Solicitud dada: Muestra cada línea de los registros de abajo en la que aparezca la palabra "face".

Registros disponibles:
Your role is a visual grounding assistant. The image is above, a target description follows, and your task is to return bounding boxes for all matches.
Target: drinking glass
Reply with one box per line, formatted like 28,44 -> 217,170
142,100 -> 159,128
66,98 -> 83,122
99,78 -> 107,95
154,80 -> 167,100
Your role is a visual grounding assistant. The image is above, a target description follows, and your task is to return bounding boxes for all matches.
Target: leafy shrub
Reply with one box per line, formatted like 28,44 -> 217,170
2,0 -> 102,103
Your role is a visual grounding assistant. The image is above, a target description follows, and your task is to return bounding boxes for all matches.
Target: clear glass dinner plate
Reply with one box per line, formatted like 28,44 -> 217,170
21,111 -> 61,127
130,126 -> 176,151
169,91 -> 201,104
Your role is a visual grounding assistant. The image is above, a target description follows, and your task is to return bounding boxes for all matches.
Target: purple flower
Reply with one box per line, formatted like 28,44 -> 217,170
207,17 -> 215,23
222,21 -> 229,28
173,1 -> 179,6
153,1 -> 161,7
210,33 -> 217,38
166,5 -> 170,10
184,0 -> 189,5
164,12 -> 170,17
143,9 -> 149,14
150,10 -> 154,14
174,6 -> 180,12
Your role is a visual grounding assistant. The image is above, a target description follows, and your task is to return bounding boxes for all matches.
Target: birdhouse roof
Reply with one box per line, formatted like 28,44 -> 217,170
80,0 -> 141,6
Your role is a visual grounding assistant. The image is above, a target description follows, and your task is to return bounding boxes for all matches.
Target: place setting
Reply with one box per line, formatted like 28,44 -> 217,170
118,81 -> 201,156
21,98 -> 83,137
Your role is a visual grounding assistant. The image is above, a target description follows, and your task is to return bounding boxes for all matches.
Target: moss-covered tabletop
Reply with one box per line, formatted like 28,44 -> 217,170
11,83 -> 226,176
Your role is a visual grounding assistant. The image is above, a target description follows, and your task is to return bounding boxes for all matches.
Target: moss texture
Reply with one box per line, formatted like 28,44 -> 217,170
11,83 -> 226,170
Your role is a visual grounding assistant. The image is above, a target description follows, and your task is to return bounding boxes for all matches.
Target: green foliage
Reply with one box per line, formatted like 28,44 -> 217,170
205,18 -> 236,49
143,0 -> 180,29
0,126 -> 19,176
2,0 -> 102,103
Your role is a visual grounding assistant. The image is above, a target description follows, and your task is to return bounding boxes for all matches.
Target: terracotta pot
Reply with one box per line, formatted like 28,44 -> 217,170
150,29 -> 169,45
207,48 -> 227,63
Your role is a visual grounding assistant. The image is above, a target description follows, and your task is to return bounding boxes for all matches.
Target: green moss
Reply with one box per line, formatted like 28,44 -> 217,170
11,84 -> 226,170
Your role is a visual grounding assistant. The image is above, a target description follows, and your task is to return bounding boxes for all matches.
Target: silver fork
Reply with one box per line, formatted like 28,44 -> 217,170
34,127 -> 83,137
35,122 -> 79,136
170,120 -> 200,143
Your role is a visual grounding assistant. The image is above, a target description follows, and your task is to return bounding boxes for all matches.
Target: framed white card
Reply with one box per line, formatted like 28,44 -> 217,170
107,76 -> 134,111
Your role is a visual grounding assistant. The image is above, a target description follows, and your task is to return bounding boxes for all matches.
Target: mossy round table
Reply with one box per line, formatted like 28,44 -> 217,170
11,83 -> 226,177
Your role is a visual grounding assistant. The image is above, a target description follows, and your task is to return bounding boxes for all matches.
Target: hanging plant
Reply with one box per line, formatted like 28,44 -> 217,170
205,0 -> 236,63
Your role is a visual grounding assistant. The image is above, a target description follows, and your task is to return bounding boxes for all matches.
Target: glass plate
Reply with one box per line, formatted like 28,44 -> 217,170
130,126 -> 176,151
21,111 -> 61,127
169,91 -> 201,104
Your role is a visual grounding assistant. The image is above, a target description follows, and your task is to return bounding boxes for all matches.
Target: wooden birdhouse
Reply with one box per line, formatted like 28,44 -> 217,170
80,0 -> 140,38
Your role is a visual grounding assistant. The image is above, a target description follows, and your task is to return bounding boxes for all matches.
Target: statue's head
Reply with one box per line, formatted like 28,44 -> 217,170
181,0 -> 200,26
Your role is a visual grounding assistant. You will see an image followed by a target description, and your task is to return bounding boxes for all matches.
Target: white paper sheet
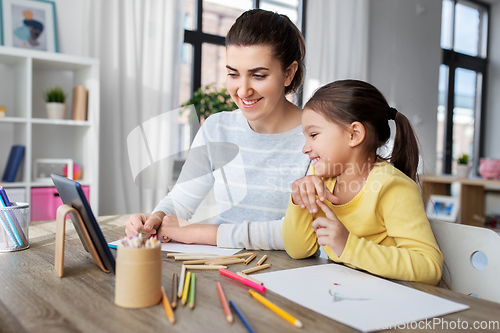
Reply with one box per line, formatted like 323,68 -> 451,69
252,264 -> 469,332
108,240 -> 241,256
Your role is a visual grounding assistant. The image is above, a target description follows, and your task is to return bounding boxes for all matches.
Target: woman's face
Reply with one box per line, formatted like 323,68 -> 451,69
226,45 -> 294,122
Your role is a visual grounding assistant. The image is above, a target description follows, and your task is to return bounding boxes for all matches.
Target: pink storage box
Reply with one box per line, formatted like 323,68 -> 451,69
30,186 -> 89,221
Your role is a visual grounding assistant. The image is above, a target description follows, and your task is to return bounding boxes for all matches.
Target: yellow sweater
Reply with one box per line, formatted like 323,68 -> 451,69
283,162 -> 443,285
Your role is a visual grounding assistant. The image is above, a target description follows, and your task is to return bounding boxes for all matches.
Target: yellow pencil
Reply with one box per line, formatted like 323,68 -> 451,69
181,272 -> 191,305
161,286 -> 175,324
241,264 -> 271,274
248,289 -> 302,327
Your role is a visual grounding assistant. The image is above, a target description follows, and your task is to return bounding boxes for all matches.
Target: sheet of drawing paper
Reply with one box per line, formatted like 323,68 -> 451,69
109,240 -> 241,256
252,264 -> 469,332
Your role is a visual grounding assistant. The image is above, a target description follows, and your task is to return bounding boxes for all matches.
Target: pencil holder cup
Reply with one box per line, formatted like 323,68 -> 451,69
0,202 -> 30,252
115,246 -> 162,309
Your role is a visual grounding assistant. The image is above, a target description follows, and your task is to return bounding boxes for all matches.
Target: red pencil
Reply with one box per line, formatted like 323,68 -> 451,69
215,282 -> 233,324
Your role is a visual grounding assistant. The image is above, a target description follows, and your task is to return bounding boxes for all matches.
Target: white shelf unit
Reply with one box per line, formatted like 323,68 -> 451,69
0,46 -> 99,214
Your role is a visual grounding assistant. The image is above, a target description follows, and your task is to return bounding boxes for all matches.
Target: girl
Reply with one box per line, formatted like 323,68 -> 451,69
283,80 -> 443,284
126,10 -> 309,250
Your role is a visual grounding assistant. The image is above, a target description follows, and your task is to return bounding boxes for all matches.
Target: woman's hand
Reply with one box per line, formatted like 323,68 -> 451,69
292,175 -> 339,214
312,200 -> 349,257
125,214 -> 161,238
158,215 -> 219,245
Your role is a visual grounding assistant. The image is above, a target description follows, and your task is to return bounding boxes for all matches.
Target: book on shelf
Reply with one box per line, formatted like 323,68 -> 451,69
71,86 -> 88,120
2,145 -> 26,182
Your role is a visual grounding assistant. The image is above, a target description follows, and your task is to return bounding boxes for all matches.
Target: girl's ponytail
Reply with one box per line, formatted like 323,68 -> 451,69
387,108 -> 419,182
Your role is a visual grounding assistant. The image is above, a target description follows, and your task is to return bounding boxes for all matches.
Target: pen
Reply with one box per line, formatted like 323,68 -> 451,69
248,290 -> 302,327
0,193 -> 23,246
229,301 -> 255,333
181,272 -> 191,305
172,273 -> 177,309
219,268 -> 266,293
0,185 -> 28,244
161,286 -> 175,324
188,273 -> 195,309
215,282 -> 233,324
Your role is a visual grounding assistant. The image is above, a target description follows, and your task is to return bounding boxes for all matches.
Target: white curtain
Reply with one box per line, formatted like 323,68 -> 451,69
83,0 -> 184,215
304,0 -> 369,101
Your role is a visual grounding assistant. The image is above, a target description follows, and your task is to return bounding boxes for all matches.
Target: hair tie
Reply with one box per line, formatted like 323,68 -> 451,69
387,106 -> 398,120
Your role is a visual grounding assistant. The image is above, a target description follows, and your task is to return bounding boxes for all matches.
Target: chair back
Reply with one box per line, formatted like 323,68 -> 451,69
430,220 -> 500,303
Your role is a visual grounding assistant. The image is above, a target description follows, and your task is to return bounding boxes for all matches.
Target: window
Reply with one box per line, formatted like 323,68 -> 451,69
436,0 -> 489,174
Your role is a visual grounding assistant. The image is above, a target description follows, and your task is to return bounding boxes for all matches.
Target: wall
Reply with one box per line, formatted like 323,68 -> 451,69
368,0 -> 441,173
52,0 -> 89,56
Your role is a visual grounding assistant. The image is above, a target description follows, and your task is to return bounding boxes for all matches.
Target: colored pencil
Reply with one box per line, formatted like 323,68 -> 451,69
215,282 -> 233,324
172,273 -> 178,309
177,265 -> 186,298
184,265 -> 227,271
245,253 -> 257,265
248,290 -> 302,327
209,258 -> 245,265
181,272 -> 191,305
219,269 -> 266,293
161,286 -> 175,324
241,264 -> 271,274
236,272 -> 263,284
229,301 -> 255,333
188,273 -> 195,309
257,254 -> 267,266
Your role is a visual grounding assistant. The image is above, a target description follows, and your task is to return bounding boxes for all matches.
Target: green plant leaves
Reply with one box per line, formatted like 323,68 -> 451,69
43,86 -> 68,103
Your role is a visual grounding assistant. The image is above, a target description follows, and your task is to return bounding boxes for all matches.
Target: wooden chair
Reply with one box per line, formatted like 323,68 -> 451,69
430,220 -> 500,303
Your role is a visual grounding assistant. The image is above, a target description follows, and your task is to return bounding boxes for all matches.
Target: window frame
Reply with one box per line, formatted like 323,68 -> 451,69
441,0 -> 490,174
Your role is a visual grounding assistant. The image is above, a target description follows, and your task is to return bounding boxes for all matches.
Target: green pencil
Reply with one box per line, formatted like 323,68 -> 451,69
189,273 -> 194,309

* * *

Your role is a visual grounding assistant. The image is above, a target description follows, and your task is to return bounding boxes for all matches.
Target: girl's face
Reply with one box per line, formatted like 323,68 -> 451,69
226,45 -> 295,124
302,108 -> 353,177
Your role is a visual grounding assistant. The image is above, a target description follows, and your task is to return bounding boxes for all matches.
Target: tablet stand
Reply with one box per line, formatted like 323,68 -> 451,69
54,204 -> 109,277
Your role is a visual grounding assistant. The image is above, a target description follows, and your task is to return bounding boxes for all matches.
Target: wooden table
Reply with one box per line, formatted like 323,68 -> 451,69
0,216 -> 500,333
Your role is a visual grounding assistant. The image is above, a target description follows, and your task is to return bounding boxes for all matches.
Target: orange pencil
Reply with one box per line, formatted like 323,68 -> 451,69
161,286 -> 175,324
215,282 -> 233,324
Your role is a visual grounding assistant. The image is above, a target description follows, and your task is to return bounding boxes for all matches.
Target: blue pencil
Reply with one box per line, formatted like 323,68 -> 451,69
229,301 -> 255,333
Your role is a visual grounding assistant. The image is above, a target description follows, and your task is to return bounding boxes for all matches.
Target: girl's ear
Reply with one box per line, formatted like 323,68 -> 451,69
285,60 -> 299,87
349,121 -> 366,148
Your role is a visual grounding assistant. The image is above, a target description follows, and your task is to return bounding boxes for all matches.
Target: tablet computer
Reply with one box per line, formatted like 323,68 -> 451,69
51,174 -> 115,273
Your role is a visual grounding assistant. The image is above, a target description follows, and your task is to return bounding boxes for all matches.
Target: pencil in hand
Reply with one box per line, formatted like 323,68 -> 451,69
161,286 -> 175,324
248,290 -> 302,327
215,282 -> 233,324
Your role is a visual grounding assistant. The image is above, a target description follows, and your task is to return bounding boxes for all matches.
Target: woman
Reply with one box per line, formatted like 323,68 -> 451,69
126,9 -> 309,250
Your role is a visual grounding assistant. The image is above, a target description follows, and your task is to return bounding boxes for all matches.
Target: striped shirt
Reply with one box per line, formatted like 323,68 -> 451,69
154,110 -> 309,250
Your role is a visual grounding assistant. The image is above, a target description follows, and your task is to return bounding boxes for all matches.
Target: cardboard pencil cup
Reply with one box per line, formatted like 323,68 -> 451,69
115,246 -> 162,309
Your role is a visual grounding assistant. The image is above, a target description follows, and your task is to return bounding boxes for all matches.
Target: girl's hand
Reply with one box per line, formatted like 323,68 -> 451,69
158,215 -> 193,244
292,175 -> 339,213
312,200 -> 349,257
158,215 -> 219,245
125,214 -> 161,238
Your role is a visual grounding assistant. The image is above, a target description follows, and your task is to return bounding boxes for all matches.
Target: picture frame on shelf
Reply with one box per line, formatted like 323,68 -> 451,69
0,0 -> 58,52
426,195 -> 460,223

Respuesta:
Target: woman's face
Target: girl's face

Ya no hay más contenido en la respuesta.